(Spatial localization data)
————————

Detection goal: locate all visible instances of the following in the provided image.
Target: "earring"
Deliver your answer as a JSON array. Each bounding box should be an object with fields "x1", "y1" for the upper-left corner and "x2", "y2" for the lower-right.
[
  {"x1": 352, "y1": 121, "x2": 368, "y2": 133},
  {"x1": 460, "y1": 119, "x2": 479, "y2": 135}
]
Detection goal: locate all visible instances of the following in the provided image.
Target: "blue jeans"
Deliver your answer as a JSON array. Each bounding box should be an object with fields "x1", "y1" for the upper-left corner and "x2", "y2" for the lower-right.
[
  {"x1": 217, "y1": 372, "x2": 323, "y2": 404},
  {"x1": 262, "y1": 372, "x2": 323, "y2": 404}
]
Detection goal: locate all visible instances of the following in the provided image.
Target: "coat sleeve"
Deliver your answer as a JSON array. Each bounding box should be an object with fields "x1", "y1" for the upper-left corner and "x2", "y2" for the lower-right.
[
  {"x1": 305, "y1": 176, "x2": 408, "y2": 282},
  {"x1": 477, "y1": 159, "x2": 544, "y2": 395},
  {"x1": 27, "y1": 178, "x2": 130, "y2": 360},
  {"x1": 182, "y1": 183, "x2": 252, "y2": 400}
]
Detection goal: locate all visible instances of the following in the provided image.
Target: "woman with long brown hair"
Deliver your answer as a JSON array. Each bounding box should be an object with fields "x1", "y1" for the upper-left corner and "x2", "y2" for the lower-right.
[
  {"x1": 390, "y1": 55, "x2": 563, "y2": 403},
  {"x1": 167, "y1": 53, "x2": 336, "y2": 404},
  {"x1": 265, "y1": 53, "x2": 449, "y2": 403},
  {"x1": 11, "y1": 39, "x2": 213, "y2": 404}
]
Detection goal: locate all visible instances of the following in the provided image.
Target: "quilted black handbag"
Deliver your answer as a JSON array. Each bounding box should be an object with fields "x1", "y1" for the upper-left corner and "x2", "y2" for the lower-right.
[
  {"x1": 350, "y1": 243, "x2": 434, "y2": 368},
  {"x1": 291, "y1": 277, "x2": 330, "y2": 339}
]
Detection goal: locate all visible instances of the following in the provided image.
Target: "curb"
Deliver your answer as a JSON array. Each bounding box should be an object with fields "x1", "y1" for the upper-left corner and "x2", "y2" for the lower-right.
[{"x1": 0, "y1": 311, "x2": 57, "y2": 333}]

————————

-- What needs to be done --
All of the entries above must be output word for word.

-- Solution to the exercise --
Detection goal: locate all visible instances of the following in the provided image.
Target: "earring"
Deliver your answer as a JSON array. Each bounding box should be an object with fields "x1", "y1" for the upper-left corner and "x2", "y2" for the lower-right.
[
  {"x1": 352, "y1": 121, "x2": 368, "y2": 133},
  {"x1": 460, "y1": 119, "x2": 479, "y2": 135}
]
Detection goal: locate all visible instances of the following in the provided image.
Target: "blue jeans"
Deliver your answer as a JSON array. Each bounding box should be an object with fields "x1", "y1" for the upper-left corner and "x2", "y2" for the lower-right.
[
  {"x1": 217, "y1": 372, "x2": 323, "y2": 404},
  {"x1": 262, "y1": 372, "x2": 323, "y2": 404}
]
Detection goal: locate all visible instances of the following in the provided image.
Target: "coat sleeve"
Deliver your answer as a JSON array. Each bounding box should be an object with fields "x1", "y1" for the upper-left corner and "x2", "y2" for the lower-right.
[
  {"x1": 305, "y1": 176, "x2": 408, "y2": 282},
  {"x1": 477, "y1": 159, "x2": 544, "y2": 395},
  {"x1": 27, "y1": 178, "x2": 130, "y2": 360},
  {"x1": 182, "y1": 183, "x2": 252, "y2": 400}
]
Detection goal: locate all visible instances of the following in the provided image.
Target: "woman with long brown hair"
Deliver your answer as a JSON array. Each bounding box should be an object with fields "x1", "y1" for the upper-left corner and "x2", "y2" for the lower-right.
[
  {"x1": 390, "y1": 55, "x2": 563, "y2": 403},
  {"x1": 167, "y1": 53, "x2": 336, "y2": 404},
  {"x1": 265, "y1": 53, "x2": 449, "y2": 403},
  {"x1": 11, "y1": 39, "x2": 213, "y2": 404}
]
Detection goal: locate all visible instances of the following in the provided image.
Target: "quilted black handbag"
Deliver your answer as a JSON array. Each bounding box should be an object with fields "x1", "y1" for the upper-left corner and "x2", "y2" for the lower-right.
[
  {"x1": 350, "y1": 243, "x2": 434, "y2": 368},
  {"x1": 291, "y1": 277, "x2": 330, "y2": 339}
]
Detection goal: locate all visible instances of the following in the provided image.
Target: "curb"
Deliver your answer as a JSON array. Each bounding box should be an object with fields "x1", "y1" for the upper-left corner and "x2", "y2" for the lower-right.
[{"x1": 0, "y1": 311, "x2": 57, "y2": 333}]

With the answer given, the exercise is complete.